*Text for analysis*
The current building was constructed before 1732 as a clergy house in association with the Garrison Church on Sankt Annæ Plads.

The property was home to 18 residents in three households at the time of the 1787 census. Nicolai Georg Heining, a former textile merchant and the owner of the property, resided there with his wife Elisab. Louisa, their two children (aged 20 and 24), a male servant and two maids. C.M. Bozenhard, an imperial consul, resided in the building with his wife Johanne Henriette Bozenhard, a male servant and a maid. The third household consisted of Hans J. Sellerup and Else Sørens Datter, their two children (aged three and seven) and three lodgers.

===19th century===
The property was home to 22 residents in three households at the 1801 census. Marsilius Knutzen (1762-1847), a judge, resided in the building with his wife Meta Kirstine Knutzen, their four children (aged two to nine), a male servant, a caretaker, two maids and an office clerk. Poul Friis, a senior clerk (fuldmægtig), resided in the building with his wife Mariane Clausen and one clerk. Anders Christiansen Schou, a beer seller (øltapper), resided in the building with his wife Christine Wils, a maid and five lodgers (all of them sailors).

Marsilius Knutzen moved to Funen later the same year when he was appointed as bailiff (herredsfoged) of Lunde, Skam og Skovby Herreder.

The property was listed in the new cadastre of 1806 as No. 69 in St. Ann's East Quarter. It was owned by Ole Lind at the time.

The property was home to a total of 35 people at the 1840 census. Johan August Schmidicke, a master chimneysweeper, resided on the ground floor with his family and a couple of employees. Carl Wilhelm Friederich von Kirchner, a captain, resided on the first floor with his wife, daughter and a maid. Johan Selch, a building painter, resided on the second floor with his wife and daughter. Maren Schmidt, a widowed cleaning lady at the Royal Danish Theatre, resided with her two daughters on the same floor. Gundel Magrete Erichsen, the widow of a cooper, continued her late husband's business in the rear wing.

*Exercise 1*
List every person named in the 1840 census paragraph of the building history.
*Exercise 2*
According to the building history, why did Marsilius Knutzen leave the property and move to Funen?
*Exercise 3*
Under what number and quarter does the building history say the property was listed in the 1806 cadastre?

*Source data*
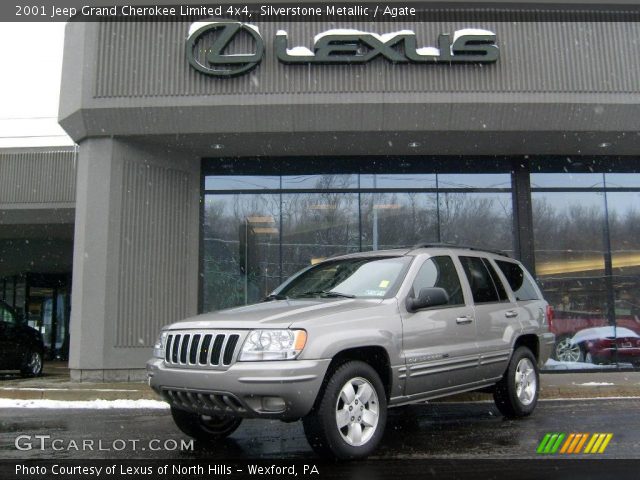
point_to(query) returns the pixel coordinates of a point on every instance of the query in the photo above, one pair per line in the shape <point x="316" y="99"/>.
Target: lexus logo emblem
<point x="213" y="60"/>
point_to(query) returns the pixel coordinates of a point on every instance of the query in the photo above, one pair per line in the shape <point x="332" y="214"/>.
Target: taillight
<point x="550" y="314"/>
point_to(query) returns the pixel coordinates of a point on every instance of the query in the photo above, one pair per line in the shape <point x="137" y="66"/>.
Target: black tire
<point x="321" y="425"/>
<point x="506" y="393"/>
<point x="204" y="428"/>
<point x="32" y="364"/>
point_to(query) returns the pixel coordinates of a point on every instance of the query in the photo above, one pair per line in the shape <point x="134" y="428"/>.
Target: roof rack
<point x="464" y="247"/>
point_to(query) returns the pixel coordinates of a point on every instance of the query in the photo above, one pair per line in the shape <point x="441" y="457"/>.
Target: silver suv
<point x="345" y="339"/>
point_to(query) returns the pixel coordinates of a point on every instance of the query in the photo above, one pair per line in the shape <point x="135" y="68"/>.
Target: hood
<point x="274" y="314"/>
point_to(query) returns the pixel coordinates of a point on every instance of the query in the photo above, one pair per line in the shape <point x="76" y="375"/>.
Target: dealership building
<point x="215" y="159"/>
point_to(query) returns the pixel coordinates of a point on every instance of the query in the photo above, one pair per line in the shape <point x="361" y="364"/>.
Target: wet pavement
<point x="433" y="431"/>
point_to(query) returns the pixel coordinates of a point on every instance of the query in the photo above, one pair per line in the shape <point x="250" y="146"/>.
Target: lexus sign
<point x="208" y="44"/>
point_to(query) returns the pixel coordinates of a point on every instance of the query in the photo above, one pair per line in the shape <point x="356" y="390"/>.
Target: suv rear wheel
<point x="350" y="415"/>
<point x="516" y="394"/>
<point x="32" y="365"/>
<point x="205" y="428"/>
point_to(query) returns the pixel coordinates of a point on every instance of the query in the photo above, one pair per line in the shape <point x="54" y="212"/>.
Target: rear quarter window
<point x="521" y="284"/>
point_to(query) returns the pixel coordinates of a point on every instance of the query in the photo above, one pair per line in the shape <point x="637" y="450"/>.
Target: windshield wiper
<point x="275" y="296"/>
<point x="329" y="293"/>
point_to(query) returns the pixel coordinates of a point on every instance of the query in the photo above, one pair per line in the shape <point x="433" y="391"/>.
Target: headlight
<point x="160" y="345"/>
<point x="273" y="345"/>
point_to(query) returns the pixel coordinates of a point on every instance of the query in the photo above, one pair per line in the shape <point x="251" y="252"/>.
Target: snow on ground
<point x="556" y="365"/>
<point x="85" y="404"/>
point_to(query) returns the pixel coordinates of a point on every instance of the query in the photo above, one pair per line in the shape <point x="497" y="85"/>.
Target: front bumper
<point x="284" y="390"/>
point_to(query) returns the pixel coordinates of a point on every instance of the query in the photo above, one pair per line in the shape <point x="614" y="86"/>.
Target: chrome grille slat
<point x="194" y="348"/>
<point x="204" y="402"/>
<point x="206" y="349"/>
<point x="182" y="354"/>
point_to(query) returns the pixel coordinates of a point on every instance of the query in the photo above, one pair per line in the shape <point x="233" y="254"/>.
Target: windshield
<point x="376" y="277"/>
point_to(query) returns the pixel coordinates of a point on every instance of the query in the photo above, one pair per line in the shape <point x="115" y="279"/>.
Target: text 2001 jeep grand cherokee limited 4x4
<point x="343" y="340"/>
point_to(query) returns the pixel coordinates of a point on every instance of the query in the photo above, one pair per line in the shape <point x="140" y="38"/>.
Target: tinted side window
<point x="6" y="315"/>
<point x="482" y="286"/>
<point x="519" y="282"/>
<point x="502" y="293"/>
<point x="439" y="272"/>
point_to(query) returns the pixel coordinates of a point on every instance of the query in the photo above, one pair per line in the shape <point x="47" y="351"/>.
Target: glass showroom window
<point x="259" y="230"/>
<point x="587" y="263"/>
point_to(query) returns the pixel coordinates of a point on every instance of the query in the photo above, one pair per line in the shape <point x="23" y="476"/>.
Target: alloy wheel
<point x="526" y="381"/>
<point x="566" y="351"/>
<point x="35" y="363"/>
<point x="357" y="411"/>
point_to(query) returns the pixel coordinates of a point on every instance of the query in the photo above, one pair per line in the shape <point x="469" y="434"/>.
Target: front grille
<point x="206" y="349"/>
<point x="204" y="402"/>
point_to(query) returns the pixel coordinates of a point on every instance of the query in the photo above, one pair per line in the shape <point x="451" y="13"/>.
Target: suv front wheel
<point x="205" y="428"/>
<point x="349" y="418"/>
<point x="516" y="394"/>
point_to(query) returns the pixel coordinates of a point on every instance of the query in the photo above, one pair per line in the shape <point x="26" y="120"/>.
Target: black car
<point x="21" y="347"/>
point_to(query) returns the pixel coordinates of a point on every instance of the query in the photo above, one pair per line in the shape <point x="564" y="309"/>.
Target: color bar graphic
<point x="573" y="443"/>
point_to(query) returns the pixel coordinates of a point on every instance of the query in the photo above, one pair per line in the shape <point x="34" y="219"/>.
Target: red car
<point x="602" y="345"/>
<point x="565" y="324"/>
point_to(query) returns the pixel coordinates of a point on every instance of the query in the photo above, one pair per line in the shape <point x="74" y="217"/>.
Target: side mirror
<point x="428" y="297"/>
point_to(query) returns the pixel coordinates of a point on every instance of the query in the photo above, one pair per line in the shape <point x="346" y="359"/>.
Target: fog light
<point x="272" y="404"/>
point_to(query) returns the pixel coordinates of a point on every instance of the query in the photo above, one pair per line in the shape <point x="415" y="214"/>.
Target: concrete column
<point x="135" y="254"/>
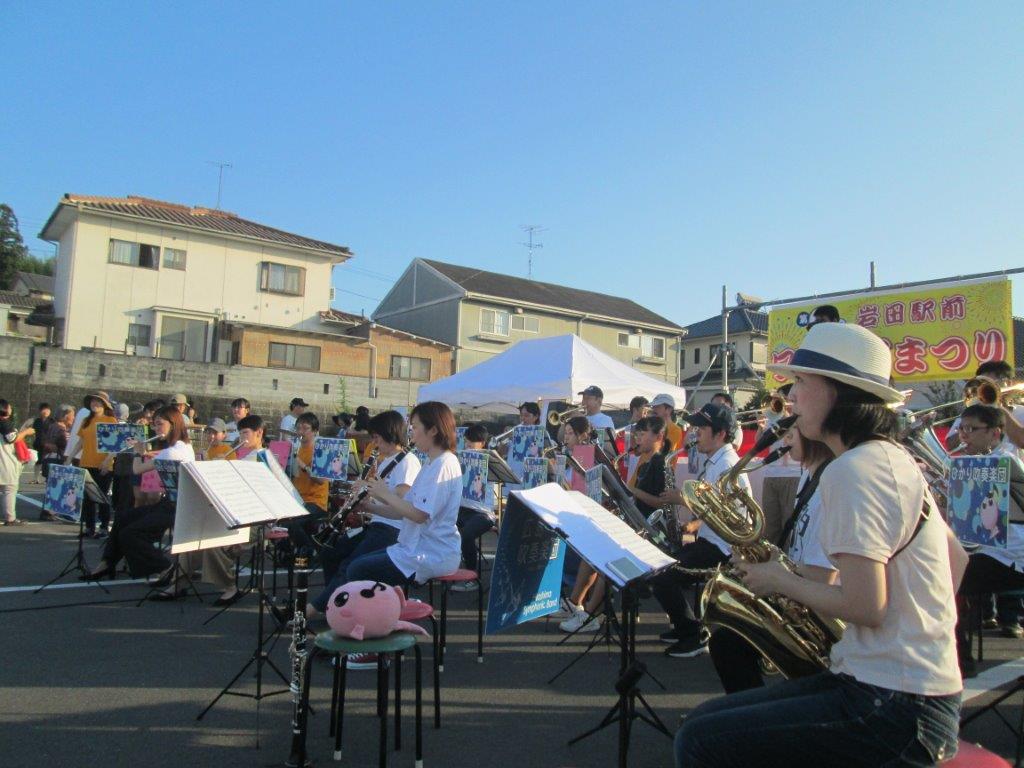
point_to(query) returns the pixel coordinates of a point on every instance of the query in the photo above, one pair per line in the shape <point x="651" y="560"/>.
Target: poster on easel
<point x="979" y="499"/>
<point x="527" y="441"/>
<point x="331" y="459"/>
<point x="65" y="492"/>
<point x="114" y="438"/>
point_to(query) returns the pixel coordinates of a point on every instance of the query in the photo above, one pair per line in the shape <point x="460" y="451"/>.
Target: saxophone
<point x="299" y="685"/>
<point x="792" y="637"/>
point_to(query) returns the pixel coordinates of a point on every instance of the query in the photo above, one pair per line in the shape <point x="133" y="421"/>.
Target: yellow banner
<point x="940" y="332"/>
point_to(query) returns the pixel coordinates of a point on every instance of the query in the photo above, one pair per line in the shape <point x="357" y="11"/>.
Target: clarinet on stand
<point x="300" y="668"/>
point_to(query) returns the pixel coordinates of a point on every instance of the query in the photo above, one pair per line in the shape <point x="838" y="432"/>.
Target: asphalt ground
<point x="88" y="679"/>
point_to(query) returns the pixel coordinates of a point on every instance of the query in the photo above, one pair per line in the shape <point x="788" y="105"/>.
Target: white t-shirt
<point x="432" y="548"/>
<point x="711" y="469"/>
<point x="1013" y="553"/>
<point x="403" y="474"/>
<point x="805" y="545"/>
<point x="871" y="499"/>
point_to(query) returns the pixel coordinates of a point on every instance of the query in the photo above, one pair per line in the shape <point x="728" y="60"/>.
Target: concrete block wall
<point x="30" y="374"/>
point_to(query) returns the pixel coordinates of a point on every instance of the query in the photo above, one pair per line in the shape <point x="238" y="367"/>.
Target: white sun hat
<point x="848" y="353"/>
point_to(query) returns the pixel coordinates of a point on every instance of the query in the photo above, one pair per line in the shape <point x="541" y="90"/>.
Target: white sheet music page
<point x="597" y="535"/>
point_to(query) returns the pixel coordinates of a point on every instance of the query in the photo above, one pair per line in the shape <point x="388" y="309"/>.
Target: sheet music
<point x="597" y="535"/>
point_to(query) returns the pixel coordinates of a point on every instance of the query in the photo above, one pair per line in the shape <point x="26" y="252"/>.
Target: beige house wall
<point x="97" y="299"/>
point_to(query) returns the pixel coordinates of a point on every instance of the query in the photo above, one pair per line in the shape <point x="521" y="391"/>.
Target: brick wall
<point x="31" y="374"/>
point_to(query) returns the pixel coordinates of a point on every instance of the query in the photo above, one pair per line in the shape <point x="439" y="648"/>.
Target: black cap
<point x="719" y="418"/>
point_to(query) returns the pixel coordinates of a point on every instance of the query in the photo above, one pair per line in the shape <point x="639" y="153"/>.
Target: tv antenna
<point x="530" y="230"/>
<point x="220" y="177"/>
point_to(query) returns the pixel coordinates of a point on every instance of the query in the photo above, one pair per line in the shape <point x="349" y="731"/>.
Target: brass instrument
<point x="791" y="636"/>
<point x="557" y="419"/>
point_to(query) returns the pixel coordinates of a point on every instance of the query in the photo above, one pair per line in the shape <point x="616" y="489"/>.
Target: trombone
<point x="557" y="419"/>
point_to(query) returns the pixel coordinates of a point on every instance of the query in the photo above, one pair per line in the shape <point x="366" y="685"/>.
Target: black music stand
<point x="78" y="563"/>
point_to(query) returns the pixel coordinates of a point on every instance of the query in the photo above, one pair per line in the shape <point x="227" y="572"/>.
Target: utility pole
<point x="220" y="177"/>
<point x="530" y="229"/>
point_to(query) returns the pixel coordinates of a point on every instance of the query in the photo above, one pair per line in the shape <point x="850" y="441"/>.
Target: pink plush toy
<point x="366" y="609"/>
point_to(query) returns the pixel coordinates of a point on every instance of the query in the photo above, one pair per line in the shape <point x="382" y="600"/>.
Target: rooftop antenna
<point x="220" y="177"/>
<point x="531" y="229"/>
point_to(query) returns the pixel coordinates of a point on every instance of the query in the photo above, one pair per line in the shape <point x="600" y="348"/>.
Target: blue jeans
<point x="375" y="538"/>
<point x="820" y="720"/>
<point x="377" y="566"/>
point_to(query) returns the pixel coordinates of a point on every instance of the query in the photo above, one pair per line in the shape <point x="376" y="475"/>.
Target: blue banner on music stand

*Result 1*
Johan August Schmidicke, Carl Wilhelm Friederich von Kirchner, Johan Selch, Maren Schmidt, Gundel Magrete Erichsen

*Result 2*
Marsilius Knutzen moved to Funen later in 1801 because he had been appointed bailiff (herredsfoged) of Lunde, Skam og Skovby Herreder.

*Result 3*
No. 69 in St. Ann's East Quarter.